━━━ Source passage

= 1927 in archaeology =

Below are notable events in archaeology that occurred in 1927.

== Excavations==
- Large scale excavations begin at Peking Man Site in Zhoukoudian, China under Canadian paleoanthropologist Davidson Black with support from the Rockefeller Foundation.
- The Swedish Cyprus Expedition begins 3½ years of excavations under Einar Gjerstad.
- Excavations at Skara Brae begin under V. Gordon Childe (completed in 1930).
- Excavations at Tepe Gawra begin by an American team under Ephraim Avigdor Speiser.
- Pločnik archaeological site discovered in southern Serbia, with findings of the Vinca culture (5500 BC).
- Excavations begin at Garðar Cathedral Ruins.

==Finds==
- Davidson Black's excavations at Peking Man Site in Zhoukoudian, China yield a human tooth that he proposed belonged to a new species that he names Sinanthropus pekinensis.
- Skeleton of Asselar man discovered by Théodore Monod and Wladimir Besnard in the Adrar des Ifoghas.

━━━━━━
━━━ Data lines

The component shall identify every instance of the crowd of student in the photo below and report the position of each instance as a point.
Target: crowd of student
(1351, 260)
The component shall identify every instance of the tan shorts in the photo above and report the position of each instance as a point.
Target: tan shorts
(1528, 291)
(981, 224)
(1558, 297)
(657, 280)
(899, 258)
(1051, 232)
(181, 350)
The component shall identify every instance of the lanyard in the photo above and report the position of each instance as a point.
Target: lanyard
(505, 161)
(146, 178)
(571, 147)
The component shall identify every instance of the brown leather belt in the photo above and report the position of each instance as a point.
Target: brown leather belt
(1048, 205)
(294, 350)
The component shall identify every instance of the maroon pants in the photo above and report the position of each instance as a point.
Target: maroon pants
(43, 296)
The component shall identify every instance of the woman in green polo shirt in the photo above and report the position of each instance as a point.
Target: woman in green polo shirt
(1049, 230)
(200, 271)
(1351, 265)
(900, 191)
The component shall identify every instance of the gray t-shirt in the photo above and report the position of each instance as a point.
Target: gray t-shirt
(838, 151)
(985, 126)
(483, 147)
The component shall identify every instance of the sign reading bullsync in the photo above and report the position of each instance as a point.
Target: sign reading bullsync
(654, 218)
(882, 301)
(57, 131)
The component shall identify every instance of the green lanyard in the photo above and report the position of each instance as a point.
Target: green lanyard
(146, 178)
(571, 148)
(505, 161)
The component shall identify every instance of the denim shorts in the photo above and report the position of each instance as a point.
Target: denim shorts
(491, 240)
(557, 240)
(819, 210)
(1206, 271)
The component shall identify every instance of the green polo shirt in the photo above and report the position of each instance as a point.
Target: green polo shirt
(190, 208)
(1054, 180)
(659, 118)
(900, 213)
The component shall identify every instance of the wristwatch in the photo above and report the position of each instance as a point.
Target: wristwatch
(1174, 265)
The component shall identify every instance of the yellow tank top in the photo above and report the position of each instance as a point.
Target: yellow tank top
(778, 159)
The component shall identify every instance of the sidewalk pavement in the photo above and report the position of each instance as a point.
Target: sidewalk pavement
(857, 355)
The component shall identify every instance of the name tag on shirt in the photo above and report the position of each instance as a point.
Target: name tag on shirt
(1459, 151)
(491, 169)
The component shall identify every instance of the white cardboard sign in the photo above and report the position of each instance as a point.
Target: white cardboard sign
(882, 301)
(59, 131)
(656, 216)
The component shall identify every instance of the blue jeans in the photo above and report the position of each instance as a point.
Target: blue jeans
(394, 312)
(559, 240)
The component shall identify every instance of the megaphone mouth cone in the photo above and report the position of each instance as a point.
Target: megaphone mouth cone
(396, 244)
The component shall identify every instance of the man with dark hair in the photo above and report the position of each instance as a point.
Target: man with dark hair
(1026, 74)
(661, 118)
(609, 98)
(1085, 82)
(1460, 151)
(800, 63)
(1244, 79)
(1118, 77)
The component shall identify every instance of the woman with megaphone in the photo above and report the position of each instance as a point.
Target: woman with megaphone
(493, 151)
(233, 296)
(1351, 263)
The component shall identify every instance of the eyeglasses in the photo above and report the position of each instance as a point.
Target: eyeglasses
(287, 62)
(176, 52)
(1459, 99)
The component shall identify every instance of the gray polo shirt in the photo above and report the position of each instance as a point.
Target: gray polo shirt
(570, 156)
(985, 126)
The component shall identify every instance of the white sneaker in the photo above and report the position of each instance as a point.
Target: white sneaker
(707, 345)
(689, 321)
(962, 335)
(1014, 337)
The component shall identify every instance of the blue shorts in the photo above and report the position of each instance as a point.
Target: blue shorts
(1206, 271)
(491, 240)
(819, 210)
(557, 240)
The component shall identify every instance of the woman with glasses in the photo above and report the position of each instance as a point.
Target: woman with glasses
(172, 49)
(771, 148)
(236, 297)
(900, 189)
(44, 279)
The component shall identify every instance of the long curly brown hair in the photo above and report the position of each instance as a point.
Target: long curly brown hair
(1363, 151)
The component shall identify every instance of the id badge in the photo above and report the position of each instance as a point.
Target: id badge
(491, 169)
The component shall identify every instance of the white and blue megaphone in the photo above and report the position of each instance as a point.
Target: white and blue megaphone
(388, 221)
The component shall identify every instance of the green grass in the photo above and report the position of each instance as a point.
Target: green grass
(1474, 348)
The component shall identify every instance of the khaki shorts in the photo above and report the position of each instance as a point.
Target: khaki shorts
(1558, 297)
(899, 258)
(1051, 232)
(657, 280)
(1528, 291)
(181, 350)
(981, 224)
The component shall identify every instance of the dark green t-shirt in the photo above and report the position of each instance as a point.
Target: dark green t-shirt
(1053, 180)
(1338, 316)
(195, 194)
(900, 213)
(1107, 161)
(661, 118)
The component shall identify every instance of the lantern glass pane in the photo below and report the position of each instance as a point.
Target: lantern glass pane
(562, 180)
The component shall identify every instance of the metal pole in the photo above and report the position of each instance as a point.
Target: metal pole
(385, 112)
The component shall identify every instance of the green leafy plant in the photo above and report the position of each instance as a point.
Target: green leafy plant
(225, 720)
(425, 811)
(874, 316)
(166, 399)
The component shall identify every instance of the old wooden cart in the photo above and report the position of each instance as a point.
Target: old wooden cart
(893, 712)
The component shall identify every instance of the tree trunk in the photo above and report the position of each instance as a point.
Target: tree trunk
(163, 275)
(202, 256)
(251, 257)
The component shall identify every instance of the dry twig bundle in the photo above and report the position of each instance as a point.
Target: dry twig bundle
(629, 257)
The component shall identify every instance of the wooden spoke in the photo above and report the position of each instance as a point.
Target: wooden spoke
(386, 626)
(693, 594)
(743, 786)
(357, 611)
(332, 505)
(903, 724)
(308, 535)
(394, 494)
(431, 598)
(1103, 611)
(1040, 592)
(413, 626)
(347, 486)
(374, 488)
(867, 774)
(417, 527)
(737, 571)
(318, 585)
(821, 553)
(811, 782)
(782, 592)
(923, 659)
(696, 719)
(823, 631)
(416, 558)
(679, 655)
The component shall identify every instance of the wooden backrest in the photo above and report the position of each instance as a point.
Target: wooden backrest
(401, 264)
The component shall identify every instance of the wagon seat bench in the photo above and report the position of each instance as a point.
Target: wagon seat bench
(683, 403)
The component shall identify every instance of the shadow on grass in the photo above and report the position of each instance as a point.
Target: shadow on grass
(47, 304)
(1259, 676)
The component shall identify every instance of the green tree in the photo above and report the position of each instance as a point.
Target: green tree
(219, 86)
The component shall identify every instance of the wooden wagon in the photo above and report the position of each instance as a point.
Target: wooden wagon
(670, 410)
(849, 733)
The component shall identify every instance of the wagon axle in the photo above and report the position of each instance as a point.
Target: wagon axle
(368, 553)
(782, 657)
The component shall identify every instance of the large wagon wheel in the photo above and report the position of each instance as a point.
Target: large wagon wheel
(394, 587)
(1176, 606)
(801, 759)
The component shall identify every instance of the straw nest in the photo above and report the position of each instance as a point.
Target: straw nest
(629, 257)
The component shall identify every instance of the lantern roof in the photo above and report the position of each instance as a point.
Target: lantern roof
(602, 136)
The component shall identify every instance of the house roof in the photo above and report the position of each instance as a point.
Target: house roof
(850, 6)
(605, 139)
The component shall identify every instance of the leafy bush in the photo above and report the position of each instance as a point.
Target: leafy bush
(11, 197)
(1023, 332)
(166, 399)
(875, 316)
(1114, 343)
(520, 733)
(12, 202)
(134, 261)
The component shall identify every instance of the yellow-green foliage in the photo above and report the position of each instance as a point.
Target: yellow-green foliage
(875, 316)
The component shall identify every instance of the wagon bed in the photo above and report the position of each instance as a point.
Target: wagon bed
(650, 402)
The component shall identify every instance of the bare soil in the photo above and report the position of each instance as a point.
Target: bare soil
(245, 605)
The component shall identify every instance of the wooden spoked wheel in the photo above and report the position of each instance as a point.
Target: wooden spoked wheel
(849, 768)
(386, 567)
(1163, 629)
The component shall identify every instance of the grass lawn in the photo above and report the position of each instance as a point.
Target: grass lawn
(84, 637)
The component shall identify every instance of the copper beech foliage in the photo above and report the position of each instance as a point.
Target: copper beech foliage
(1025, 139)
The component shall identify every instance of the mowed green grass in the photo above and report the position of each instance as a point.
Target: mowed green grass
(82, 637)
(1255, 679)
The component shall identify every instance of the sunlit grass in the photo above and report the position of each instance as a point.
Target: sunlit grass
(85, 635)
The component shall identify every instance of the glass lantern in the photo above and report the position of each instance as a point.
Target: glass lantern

━━━━━━

Problems to solve:
[A] Shorten the entry in the 1927 archaeology page that begins "Davidson Black's excavations at Peking Man Site" and keep its main facts.
[B] Translate this sentence from the 1927 archaeology page into Spanish: "Excavations begin at Garðar Cathedral Ruins."
[C] According to the 1927 archaeology page, in what year were the Skara Brae excavations completed?
The listing has no connection to the 1927 archaeology page.

Responses to the exercise:
[A] Davidson Black's dig at the Peking Man Site in Zhoukoudian, China, produced a human tooth that he assigned to a proposed new species, Sinanthropus pekinensis.

[B] Comienzan las excavaciones en las ruinas de la catedral de Garðar.

[C] 1930